PROMPT: Copy out the pilot run script text below in full, keeping every line, comment, and typo unchanged.

DOCUMENT SEGMENT:
━━━

Pilot run script of hgr1-alignment of TCGA RNA-seq data

## Materials and Methods

### DRAFT Scripts

### queenB.sh

In [None]:
#!/bin/bash
# queenB.sh
# 20180814 build
# EC2 Launch / Control Script
#

# 1. queenB script is initialized locally and input files
#    are parsed ready for cluster analaysis
# 2. queenB launches instances, logs in to it and runs the
#    droneB.sh script remotely.
# 3. The droneB script is executed on the instance and it
#    launches a `screen` on the instance and loads and 
#    starts to perform the $TASK (gather.sh) script.
# 4. TASK script should include a instance shut-down
#    command to close instance upon completion.
#

# Control Panel =========================
# EC2 TASK Script - script for droneB to execute
TASK="s3://crownproject/scripts/hgr1_align_v2.tcga.0.sh"

━━━

EXCERPTED RECORDS:
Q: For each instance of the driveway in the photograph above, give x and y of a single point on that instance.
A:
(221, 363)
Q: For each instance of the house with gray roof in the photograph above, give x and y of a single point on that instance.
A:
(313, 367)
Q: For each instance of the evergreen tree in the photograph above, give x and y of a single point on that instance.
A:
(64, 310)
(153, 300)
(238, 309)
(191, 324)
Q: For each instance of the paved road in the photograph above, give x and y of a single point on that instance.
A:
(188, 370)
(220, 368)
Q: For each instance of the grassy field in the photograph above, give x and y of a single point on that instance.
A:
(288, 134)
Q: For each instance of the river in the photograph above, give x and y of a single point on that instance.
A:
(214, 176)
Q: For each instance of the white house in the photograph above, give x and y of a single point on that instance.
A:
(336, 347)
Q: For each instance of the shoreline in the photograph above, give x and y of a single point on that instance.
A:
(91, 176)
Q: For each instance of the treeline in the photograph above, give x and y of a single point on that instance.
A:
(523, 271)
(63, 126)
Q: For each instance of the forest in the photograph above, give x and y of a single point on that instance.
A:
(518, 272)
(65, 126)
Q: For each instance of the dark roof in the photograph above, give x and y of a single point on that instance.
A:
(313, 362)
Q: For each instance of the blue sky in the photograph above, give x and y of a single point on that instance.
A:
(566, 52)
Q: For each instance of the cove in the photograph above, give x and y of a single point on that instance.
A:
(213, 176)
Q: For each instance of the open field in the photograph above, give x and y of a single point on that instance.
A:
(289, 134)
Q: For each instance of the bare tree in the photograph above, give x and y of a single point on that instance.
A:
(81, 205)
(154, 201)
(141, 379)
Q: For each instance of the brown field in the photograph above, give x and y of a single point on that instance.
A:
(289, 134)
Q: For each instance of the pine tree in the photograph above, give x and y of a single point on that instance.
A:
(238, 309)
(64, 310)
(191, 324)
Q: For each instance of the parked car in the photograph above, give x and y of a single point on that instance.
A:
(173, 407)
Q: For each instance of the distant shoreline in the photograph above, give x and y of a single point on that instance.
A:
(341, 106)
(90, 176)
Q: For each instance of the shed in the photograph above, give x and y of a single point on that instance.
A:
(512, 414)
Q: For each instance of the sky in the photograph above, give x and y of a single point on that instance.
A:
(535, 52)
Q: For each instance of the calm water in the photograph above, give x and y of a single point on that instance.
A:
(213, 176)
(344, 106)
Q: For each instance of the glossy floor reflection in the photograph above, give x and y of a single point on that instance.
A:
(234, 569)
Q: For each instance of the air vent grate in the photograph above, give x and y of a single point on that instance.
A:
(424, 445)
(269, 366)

━━━

ANSWER TO THE PROBLEM:
Pilot run script of hgr1-alignment of TCGA RNA-seq data

## Materials and Methods

### DRAFT Scripts

### queenB.sh

In [None]:
#!/bin/bash
# queenB.sh
# 20180814 build
# EC2 Launch / Control Script
#

# 1. queenB script is initialized locally and input files
#    are parsed ready for cluster analaysis
# 2. queenB launches instances, logs in to it and runs the
#    droneB.sh script remotely.
# 3. The droneB script is executed on the instance and it
#    launches a `screen` on the instance and loads and 
#    starts to perform the $TASK (gather.sh) script.
# 4. TASK script should include a instance shut-down
#    command to close instance upon completion.
#

# Control Panel =========================
# EC2 TASK Script - script for droneB to execute
TASK="s3://crownproject/scripts/hgr1_align_v2.tcga.0.sh"